• [WORK TO DO]
Print the entries below in their entirety, exactly as they are written.

• [AVAILABLE DATA]
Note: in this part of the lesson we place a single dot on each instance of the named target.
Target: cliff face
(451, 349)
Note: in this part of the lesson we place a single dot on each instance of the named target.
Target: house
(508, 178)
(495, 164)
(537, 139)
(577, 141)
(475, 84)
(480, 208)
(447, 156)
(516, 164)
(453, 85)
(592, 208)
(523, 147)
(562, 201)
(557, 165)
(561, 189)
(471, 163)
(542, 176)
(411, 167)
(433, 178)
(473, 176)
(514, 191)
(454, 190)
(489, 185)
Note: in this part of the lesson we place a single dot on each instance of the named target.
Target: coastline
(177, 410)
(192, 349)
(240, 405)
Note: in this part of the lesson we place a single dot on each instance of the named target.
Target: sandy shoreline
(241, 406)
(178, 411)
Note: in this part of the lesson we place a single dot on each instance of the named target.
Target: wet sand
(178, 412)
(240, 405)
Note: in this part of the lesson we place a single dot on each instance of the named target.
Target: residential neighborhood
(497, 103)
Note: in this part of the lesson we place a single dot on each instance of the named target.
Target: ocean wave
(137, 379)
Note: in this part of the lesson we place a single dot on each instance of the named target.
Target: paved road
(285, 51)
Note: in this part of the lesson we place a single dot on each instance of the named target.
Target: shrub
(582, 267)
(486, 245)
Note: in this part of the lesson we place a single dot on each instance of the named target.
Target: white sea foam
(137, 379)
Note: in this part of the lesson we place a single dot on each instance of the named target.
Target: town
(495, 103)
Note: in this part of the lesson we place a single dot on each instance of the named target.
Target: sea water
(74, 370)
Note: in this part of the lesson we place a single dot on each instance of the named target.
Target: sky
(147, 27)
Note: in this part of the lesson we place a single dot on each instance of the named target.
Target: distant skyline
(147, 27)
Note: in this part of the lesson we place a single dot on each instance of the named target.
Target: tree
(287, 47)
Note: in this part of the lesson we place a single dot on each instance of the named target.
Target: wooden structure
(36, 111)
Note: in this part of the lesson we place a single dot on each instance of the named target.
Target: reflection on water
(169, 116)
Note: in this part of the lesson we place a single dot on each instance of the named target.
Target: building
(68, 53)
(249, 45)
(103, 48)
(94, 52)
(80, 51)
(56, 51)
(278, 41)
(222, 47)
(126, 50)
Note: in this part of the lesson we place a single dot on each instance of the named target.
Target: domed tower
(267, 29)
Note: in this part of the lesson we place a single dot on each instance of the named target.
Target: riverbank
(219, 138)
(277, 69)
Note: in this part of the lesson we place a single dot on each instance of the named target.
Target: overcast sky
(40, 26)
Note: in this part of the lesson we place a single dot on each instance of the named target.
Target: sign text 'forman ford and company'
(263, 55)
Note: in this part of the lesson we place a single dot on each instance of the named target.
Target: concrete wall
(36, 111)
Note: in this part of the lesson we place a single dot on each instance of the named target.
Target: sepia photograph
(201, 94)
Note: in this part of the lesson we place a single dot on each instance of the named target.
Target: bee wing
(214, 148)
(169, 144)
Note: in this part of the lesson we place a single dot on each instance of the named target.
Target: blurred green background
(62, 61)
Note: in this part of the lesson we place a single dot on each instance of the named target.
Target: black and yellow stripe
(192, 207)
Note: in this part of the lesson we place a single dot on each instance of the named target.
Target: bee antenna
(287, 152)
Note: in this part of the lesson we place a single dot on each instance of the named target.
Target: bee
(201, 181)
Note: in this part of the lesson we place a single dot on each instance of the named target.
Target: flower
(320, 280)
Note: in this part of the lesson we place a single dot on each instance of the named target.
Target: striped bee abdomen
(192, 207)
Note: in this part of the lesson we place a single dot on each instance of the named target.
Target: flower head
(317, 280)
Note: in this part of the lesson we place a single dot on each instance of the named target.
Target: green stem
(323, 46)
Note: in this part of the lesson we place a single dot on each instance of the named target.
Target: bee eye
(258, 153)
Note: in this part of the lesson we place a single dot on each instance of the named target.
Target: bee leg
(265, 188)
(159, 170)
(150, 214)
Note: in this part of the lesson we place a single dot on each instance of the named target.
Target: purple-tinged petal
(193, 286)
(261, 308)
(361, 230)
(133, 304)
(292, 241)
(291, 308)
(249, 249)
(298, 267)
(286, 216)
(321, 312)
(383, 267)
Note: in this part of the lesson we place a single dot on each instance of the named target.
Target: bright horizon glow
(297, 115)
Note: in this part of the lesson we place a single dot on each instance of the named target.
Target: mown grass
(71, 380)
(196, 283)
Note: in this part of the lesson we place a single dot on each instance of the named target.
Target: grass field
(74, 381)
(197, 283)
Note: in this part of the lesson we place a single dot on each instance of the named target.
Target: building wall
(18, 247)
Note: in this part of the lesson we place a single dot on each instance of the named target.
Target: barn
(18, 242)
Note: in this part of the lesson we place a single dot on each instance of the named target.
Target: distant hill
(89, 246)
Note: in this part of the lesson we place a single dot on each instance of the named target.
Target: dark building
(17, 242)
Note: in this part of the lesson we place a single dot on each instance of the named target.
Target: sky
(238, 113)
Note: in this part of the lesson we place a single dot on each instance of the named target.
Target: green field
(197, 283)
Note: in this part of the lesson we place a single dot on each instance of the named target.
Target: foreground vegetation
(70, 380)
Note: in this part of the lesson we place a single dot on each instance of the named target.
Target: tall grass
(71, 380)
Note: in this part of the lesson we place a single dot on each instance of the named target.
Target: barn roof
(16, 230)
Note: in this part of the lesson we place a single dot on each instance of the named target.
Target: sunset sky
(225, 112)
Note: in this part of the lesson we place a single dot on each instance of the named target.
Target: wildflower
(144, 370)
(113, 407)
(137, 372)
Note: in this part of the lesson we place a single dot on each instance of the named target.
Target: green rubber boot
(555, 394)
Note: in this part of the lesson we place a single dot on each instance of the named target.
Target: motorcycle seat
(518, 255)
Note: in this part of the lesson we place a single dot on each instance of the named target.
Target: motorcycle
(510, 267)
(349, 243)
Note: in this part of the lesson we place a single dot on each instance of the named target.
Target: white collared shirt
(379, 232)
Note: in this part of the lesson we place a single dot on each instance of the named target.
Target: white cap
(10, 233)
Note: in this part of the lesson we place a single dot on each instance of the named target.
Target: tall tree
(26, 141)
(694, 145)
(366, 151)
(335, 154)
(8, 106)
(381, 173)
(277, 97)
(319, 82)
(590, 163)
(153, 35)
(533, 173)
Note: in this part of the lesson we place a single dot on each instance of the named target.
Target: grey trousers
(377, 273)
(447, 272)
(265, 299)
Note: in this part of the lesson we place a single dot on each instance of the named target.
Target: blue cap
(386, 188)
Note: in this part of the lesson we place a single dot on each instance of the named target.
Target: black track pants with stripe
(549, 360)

• [OUTPUT FOR THIS EXERCISE]
Note: in this part of the lesson we place a single dot on each instance of the named target.
Target: cliff face
(451, 349)
Note: in this part of the lesson we place a single dot on each instance of the named target.
Target: house
(508, 178)
(495, 164)
(537, 139)
(577, 141)
(475, 84)
(480, 208)
(447, 156)
(516, 164)
(453, 85)
(592, 208)
(523, 147)
(562, 201)
(557, 165)
(561, 189)
(471, 163)
(542, 176)
(411, 167)
(433, 178)
(473, 176)
(514, 191)
(454, 190)
(489, 185)
Note: in this part of the lesson we place a single dot on each instance of the named target.
Target: coastline
(177, 410)
(192, 349)
(240, 405)
Note: in this part of the lesson we place a single dot on each instance of the named target.
Target: sandy shoreline
(241, 406)
(178, 411)
Note: in this part of the lesson we place a single dot on each instance of the named target.
Target: wet sand
(178, 412)
(240, 405)
Note: in this part of the lesson we place a single dot on each instance of the named target.
Target: residential neighborhood
(497, 103)
Note: in this part of the lesson we place a single dot on each instance of the named target.
Target: ocean wave
(137, 379)
Note: in this part of the lesson we place a single dot on each instance of the named target.
Target: paved road
(285, 51)
Note: in this part of the lesson we place a single dot on each instance of the named target.
Target: shrub
(582, 267)
(486, 245)
Note: in this part of the lesson we place a single dot on each instance of the named target.
Target: white sea foam
(137, 379)
Note: in this part of the lesson we place a single dot on each instance of the named target.
Target: town
(495, 103)
Note: in this part of the lesson we place a single dot on each instance of the named target.
Target: sea water
(74, 370)
Note: in this part of the lesson we place a single dot on each instance of the named target.
Target: sky
(147, 27)
Note: in this part of the lesson we place a single dot on each instance of the named target.
Target: distant skyline
(147, 27)
Note: in this part of the lesson we place a single dot on each instance of the named target.
Target: tree
(287, 47)
Note: in this part of the lesson we place a single dot on each instance of the named target.
Target: wooden structure
(36, 111)
Note: in this part of the lesson we place a single dot on each instance of the named target.
Target: reflection on water
(169, 116)
Note: in this part of the lesson we place a single dot on each instance of the named target.
Target: building
(68, 53)
(249, 45)
(103, 48)
(94, 52)
(80, 51)
(56, 51)
(278, 41)
(222, 47)
(126, 50)
Note: in this part of the lesson we place a single dot on each instance of the named target.
Target: domed tower
(267, 29)
Note: in this part of the lesson we place a single dot on each instance of the named target.
Target: riverbank
(219, 138)
(277, 69)
Note: in this part of the lesson we place a single dot on each instance of the named target.
Target: overcast sky
(40, 26)
Note: in this part of the lesson we place a single dot on each instance of the named target.
Target: sign text 'forman ford and company'
(263, 55)
Note: in this part of the lesson we place a single dot on each instance of the named target.
Target: concrete wall
(36, 111)
Note: in this part of the lesson we place a single dot on each instance of the named target.
Target: sepia photograph
(201, 94)
Note: in this part of the lesson we place a single dot on each instance of the named target.
Target: bee wing
(214, 148)
(169, 144)
Note: in this part of the lesson we place a single dot on each instance of the named target.
Target: blurred green background
(62, 61)
Note: in this part of the lesson we place a single dot on each instance of the named target.
Target: black and yellow stripe
(192, 207)
Note: in this part of the lesson we place a single dot on each instance of the named target.
Target: bee antenna
(287, 152)
Note: in this part of the lesson we place a single dot on each instance of the named target.
Target: bee
(201, 181)
Note: in this part of the lesson we place a single dot on each instance of the named target.
Target: flower
(320, 280)
Note: in this part of the lesson we place a single dot on each instance of the named target.
Target: striped bee abdomen
(192, 207)
Note: in this part of the lesson we place a single dot on each instance of the named target.
Target: flower head
(317, 280)
Note: in this part of the lesson we place a single dot on each instance of the named target.
Target: green stem
(323, 46)
Note: in this part of the lesson we place a single dot on each instance of the named target.
Target: bee eye
(258, 153)
Note: in this part of the lesson we place a single dot on each instance of the named target.
Target: bee leg
(265, 188)
(159, 170)
(150, 214)
Note: in this part of the lesson we place a single dot on each instance of the named target.
Target: purple-tinged petal
(193, 286)
(261, 308)
(361, 230)
(133, 304)
(292, 241)
(291, 308)
(249, 249)
(298, 267)
(286, 216)
(321, 312)
(383, 267)
Note: in this part of the lesson we place a single dot on each instance of the named target.
Target: bright horizon glow
(297, 115)
Note: in this part of the lesson we place a single dot on each instance of the named target.
Target: mown grass
(71, 380)
(196, 283)
Note: in this part of the lesson we place a single dot on each instance of the named target.
Target: grass field
(74, 381)
(197, 283)
Note: in this part of the lesson we place a single dot on each instance of the named target.
Target: building wall
(18, 247)
Note: in this part of the lesson we place a single dot on each instance of the named target.
Target: barn
(18, 242)
Note: in this part of the lesson we place a single dot on each instance of the named target.
Target: distant hill
(89, 246)
Note: in this part of the lesson we place a single dot on each instance of the named target.
Target: dark building
(17, 242)
Note: in this part of the lesson we place a single dot on each instance of the named target.
Target: sky
(238, 113)
Note: in this part of the lesson we place a single dot on each instance of the named target.
Target: green field
(197, 283)
Note: in this part of the lesson we place a single dot on each instance of the named target.
Target: foreground vegetation
(70, 380)
Note: in this part of the lesson we place a single dot on each instance of the named target.
Target: tall grass
(71, 380)
Note: in this part of the lesson we place a single dot on each instance of the named target.
Target: barn roof
(16, 230)
Note: in this part of the lesson we place a single dot on each instance of the named target.
Target: sunset sky
(225, 112)
Note: in this part of the lesson we place a single dot on each instance of the named target.
Target: wildflower
(144, 370)
(113, 407)
(137, 372)
Note: in this part of the lesson we place a single dot on each instance of the named target.
Target: green rubber boot
(555, 394)
Note: in this part of the lesson we place a single dot on each instance of the named target.
Target: motorcycle seat
(518, 255)
Note: in this part of the lesson we place a single dot on each instance of the named target.
Target: motorcycle
(510, 267)
(349, 243)
Note: in this part of the lesson we place a single dot on each instance of the named target.
Target: white collared shirt
(379, 232)
Note: in this part of the lesson we place a single dot on each instance of the named target.
Target: white cap
(10, 233)
Note: in this part of the lesson we place a single dot on each instance of the named target.
Target: tall tree
(26, 141)
(694, 145)
(366, 151)
(335, 154)
(8, 106)
(381, 173)
(277, 97)
(319, 82)
(590, 163)
(153, 35)
(533, 173)
Note: in this part of the lesson we place a single dot on each instance of the named target.
Target: grey trousers
(377, 273)
(447, 272)
(265, 299)
Note: in this part of the lesson we place a single dot on each instance of the named target.
Target: blue cap
(386, 188)
Note: in this part of the lesson we place a single dot on each instance of the named target.
Target: black track pants with stripe
(549, 360)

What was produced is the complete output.